> _Task prompt_
Write out the line that contains "of the excavated" and every line after it through the end of the entries, exactly as given and with no other lines.

> _Dataset entries_
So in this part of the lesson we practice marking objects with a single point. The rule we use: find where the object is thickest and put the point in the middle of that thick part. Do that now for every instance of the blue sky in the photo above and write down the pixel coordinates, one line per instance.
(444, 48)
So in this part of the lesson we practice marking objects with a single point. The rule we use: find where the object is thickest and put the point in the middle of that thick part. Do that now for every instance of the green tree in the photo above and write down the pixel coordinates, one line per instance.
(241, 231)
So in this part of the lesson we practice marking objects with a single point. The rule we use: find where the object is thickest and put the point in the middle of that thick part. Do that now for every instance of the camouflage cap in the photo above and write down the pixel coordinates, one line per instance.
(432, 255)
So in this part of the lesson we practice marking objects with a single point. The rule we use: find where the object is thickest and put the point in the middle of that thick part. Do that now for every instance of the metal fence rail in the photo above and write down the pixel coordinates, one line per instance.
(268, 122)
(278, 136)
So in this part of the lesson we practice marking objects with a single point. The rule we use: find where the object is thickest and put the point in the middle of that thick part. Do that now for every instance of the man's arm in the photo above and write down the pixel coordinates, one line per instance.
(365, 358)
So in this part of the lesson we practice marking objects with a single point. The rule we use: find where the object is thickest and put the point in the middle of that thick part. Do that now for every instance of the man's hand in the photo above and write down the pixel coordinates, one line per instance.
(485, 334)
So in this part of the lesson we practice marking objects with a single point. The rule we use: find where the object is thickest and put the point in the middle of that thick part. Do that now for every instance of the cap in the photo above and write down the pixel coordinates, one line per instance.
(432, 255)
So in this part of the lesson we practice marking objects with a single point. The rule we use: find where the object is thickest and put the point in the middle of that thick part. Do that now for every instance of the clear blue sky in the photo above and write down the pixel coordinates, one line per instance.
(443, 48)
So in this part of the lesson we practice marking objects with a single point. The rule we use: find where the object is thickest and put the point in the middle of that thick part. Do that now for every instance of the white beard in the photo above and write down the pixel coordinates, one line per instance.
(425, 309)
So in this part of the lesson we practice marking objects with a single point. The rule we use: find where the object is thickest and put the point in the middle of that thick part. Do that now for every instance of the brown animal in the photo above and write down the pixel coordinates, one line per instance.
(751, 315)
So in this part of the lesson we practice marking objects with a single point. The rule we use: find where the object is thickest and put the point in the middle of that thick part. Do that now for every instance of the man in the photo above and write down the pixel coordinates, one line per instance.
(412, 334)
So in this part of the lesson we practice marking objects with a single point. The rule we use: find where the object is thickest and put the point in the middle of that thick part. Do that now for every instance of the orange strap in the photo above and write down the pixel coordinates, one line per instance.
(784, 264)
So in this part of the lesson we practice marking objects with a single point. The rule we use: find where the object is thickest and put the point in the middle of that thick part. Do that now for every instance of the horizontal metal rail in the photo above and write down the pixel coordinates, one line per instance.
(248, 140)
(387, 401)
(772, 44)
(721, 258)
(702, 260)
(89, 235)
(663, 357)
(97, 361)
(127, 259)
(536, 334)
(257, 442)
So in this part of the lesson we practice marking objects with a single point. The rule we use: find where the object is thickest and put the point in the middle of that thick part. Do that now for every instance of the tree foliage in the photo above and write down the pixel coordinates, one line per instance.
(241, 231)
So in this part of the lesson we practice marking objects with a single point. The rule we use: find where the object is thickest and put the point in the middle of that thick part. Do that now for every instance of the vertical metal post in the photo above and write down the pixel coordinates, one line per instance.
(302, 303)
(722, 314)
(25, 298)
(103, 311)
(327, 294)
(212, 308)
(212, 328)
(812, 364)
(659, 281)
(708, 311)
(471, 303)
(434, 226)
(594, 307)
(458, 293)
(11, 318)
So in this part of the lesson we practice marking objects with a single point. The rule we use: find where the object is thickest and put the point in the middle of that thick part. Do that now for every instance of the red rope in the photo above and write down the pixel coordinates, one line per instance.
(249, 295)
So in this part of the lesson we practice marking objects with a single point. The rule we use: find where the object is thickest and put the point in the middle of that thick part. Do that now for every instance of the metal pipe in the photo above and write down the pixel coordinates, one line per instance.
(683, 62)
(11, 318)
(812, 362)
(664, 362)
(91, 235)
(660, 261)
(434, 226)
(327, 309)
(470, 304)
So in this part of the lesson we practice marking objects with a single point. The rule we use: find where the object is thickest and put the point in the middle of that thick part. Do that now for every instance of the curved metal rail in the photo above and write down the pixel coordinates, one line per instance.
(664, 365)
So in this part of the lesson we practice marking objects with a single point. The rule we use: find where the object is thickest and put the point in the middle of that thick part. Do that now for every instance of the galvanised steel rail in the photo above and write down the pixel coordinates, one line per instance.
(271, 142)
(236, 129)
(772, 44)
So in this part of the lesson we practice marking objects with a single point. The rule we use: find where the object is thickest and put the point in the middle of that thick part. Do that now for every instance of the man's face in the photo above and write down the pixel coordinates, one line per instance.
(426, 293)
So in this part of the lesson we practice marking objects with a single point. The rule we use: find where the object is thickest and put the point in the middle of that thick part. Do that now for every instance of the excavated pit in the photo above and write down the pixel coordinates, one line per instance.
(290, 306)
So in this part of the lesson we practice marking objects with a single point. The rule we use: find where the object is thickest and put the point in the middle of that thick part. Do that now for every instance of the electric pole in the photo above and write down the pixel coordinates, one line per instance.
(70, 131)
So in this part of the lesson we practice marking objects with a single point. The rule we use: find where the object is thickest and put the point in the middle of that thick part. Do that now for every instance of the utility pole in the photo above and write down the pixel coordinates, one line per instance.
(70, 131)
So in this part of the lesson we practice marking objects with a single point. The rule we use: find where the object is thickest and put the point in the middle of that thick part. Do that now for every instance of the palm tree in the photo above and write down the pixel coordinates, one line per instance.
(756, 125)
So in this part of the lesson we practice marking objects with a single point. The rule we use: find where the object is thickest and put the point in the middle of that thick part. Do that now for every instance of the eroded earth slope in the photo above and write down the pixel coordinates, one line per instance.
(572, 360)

> _Solved exercise_
So in this part of the lesson we practice marking objects with a single point. The rule we use: find where the object is thickest and put the point in the middle of that thick part. Do that now for every instance of the excavated pit in the photo above and write down the pixel coordinates, one line per instance.
(290, 306)
So in this part of the lesson we practice marking objects with a single point. The rule we use: find where the object is thickest and put the point in the middle of that thick part. Do that now for every instance of the electric pole in the photo above and write down the pixel coordinates, one line per instance.
(70, 131)
So in this part of the lesson we practice marking objects with a single point. The rule we use: find where the object is thickest and put the point in the middle of that thick part. Do that now for every instance of the utility pole in the photo above and write down the pixel coordinates, one line per instance.
(70, 131)
So in this part of the lesson we practice marking objects with a single point. The rule we use: find where the object is thickest and put the point in the middle of that thick part. Do that now for every instance of the palm tree in the photo above and write down the pixel coordinates, one line per instance.
(756, 125)
So in this part of the lesson we practice marking objects with a single point. The rule we use: find where the object is thickest and put the point in the middle of that thick part. Do that now for every instance of the eroded earth slope in the photo above and write down the pixel coordinates, one line per instance.
(572, 360)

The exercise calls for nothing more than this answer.